═════ Excerpt provided ═════

Former Garden Club of America President Katie Heins Brings Her Leadership Skills To A Variety of Projects
To lead, one must be able to motivate others, to summon their best efforts in order to attain a successful result. Pinceton resident Katie Heins is such a leader.
Former president of the Garden Club of America (GCA) and Stony Brook Garden Club of Princeton, she has held numerous positions of responsibility in these organizations. Through her effort, energy, and expertise, she has helped them to become more productive, responsive, and influential.
As her friend of 30 years, Princeton resident Susan Levy, points out, “The productivity of any organization, it is often said, reflects its leadership. The Garden Club of America is better for having had Katie as its president. It is more productive, more cohesive, and more directed. Katie inspires by her own remarkable example, adhering to the highest standards, eager to take on challenges.”
These leadership qualities were evidenced in Ms. Heins’s early years. Enthusiastic student in school, president of the Student Council, active participant in many responsible positions, she welcomed opportunities to achieve.
Born in Huntingdon, Pennsylvania, Katharine — always known as Katie — was the second child of three born to George and Jane Phillips. Growing up in central Pennsylvania, Katie enjoyed the chance to spend time outdoors appreciating the natural world, and at the same time to excel in school.
“I think my happiest childhood memory is of playing outside with my friends,” she recalls. “We were outside all the time. I loved the Pennsylvania farmland and the beauty of the countryside. I also liked everything in school, especially math and science. I really liked school from the very beginning.”

═════

_Stated exercise A:_
Write out the article on Katie Heins word for word, everything from "These leadership qualities" down to "excel in school.".
_Stated exercise B:_
In the article on Katie Heins, what reason does Susan Levy give for saying the Garden Club of America is better for having had Katie as its president?
_Stated exercise C:_
According to the article on Katie Heins, in what town was she born?
Rely only on the article on Katie Heins.

═════ Information supplied ═════

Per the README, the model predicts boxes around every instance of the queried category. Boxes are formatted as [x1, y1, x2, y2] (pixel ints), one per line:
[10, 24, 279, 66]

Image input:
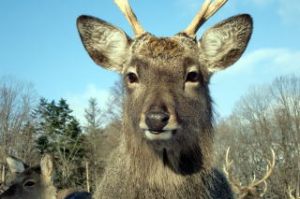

═════

_Final result A:_
These leadership qualities were evidenced in Ms. Heins’s early years. Enthusiastic student in school, president of the Student Council, active participant in many responsible positions, she welcomed opportunities to achieve.
Born in Huntingdon, Pennsylvania, Katharine — always known as Katie — was the second child of three born to George and Jane Phillips. Growing up in central Pennsylvania, Katie enjoyed the chance to spend time outdoors appreciating the natural world, and at the same time to excel in school.

_Final result B:_
Levy says the productivity of any organization reflects its leadership. Under Katie, the club became more productive, more cohesive, and more directed.

_Final result C:_
Huntingdon, Pennsylvania.